A word-for-word repeat of all the data is the goal.

**SOURCE MATERIAL**:
════════════════

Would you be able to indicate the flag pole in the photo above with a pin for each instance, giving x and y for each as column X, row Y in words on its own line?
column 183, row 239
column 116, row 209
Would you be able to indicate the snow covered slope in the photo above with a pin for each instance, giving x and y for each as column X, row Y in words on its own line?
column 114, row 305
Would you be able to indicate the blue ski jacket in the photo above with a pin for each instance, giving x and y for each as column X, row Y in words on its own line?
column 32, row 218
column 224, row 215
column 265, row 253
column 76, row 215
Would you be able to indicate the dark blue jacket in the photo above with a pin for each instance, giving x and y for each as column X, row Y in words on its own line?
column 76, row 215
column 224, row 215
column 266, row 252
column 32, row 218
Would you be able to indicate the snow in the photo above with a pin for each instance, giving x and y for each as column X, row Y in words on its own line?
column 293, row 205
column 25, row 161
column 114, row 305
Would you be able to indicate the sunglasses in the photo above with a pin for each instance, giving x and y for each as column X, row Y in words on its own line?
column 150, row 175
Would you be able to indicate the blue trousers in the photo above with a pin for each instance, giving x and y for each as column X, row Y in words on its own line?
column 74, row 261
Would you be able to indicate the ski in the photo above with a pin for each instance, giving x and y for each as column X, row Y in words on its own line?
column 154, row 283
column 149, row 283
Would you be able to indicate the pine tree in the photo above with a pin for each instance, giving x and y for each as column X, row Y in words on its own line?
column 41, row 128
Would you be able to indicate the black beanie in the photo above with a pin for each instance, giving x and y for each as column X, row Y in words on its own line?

════════════════

**ANSWER TO THIS PROBLEM**:
Would you be able to indicate the flag pole in the photo above with a pin for each instance, giving x and y for each as column X, row Y in words on its own line?
column 183, row 239
column 116, row 209
Would you be able to indicate the snow covered slope in the photo above with a pin for each instance, giving x and y for each as column X, row Y in words on its own line?
column 114, row 305
Would you be able to indicate the blue ski jacket in the photo above with a pin for each instance, giving x and y for each as column X, row Y in words on its own line?
column 32, row 218
column 224, row 215
column 265, row 253
column 76, row 215
Would you be able to indicate the dark blue jacket in the photo above with a pin for each instance, giving x and y for each as column X, row Y in words on its own line?
column 76, row 215
column 224, row 215
column 266, row 252
column 32, row 218
Would you be able to indicate the snow in the photo above with a pin for each instance, giving x and y for each as column X, row Y in words on its own line?
column 293, row 205
column 25, row 161
column 114, row 305
Would you be able to indicate the sunglasses in the photo above with a pin for each instance, giving x and y for each as column X, row Y in words on its own line?
column 150, row 175
Would you be able to indicate the blue trousers in the photo above with a pin for each instance, giving x and y for each as column X, row Y in words on its own line?
column 74, row 261
Would you be able to indicate the ski in the photo above with a pin for each instance, giving x and y for each as column X, row Y in words on its own line?
column 154, row 283
column 149, row 283
Would you be able to indicate the pine tree in the photo above with a pin for each instance, giving x and y for each as column X, row Y in words on its own line?
column 41, row 128
Would you be able to indicate the black beanie in the photo above with a pin for each instance, giving x and y for each as column X, row Y in words on its own line?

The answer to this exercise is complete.